** Opening Dataset records block **
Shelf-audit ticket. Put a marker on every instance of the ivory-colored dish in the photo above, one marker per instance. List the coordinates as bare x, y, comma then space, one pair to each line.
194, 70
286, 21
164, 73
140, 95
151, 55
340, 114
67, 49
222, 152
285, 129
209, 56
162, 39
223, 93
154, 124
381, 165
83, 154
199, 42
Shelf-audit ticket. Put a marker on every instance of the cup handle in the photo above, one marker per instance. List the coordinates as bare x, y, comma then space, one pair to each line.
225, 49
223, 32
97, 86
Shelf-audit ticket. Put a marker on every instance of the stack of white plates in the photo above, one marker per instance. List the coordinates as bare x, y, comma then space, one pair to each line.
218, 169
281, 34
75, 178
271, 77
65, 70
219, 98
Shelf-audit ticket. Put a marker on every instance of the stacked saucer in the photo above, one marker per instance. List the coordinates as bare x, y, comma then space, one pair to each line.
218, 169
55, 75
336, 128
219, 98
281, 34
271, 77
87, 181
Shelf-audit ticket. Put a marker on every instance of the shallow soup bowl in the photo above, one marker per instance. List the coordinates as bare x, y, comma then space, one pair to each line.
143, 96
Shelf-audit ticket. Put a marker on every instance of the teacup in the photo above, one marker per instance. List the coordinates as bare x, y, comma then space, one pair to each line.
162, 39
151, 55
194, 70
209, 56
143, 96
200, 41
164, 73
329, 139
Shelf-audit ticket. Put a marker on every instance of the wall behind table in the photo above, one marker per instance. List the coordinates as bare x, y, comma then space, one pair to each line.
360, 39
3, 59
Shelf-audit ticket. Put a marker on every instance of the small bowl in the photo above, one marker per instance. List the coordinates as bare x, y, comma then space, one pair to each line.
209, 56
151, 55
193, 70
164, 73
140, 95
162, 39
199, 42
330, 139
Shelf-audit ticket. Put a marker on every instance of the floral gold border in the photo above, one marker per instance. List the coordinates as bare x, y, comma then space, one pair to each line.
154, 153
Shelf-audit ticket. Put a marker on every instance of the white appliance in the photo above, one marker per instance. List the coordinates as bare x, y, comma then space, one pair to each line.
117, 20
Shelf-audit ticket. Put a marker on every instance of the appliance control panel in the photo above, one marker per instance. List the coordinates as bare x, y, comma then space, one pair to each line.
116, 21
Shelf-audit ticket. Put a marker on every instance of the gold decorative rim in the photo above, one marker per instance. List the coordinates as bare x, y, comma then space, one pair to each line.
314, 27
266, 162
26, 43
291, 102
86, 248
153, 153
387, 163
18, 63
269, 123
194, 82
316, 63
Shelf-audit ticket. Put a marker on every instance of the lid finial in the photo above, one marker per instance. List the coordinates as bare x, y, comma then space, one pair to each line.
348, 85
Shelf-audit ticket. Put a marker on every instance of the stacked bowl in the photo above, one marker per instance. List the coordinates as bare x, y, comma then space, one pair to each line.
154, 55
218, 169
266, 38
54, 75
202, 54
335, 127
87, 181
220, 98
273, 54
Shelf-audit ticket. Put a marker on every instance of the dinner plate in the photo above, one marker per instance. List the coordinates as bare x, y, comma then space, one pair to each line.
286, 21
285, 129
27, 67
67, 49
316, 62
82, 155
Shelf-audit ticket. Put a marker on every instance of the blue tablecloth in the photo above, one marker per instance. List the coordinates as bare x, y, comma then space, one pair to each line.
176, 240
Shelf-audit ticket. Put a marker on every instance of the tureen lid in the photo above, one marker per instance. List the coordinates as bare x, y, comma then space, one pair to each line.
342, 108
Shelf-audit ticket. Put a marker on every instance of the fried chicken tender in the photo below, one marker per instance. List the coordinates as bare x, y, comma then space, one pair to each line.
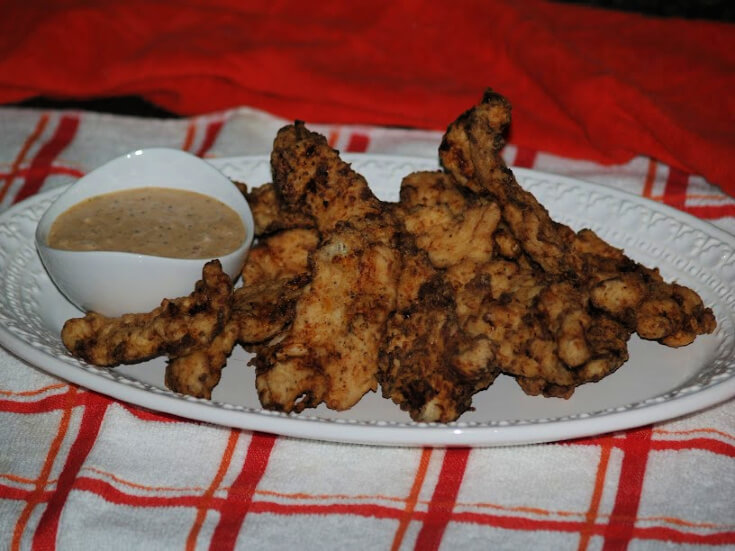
** Closing Dataset records block **
**Directions:**
Starting at the line that contains "Shelf-audit ticket. Put a marker on every instance of the dinner" and ending with the last line of the data, transcribe every line exactly; skip the pictures.

**Answer section:**
Shelf-audit ticket. Put a marker on every instance of the dinner plate in the photo above, one marker per instance. List the coordinates as bare x, y, comma then space, one pair to each line.
286, 21
285, 129
27, 67
67, 49
316, 62
82, 155
Shelf-audit ticket. Put a marker on every instance of the blue tablecloth in the photo above, one marker per instance. List the coordinates as bare x, y, comma then space, one pair to each line.
176, 240
Shelf-audit ticket. Put a marker on every instance of the tureen lid in the photo above, one marker per instance. List the coordinates as bare x, y, comma then space, one pair to each line.
342, 108
Shelf-audit ticket. Put a marker on every instance of the fried chicken tender in the photo below, one marker per instance. List the coordinates as bare x, y, comma then space, one pair to each line.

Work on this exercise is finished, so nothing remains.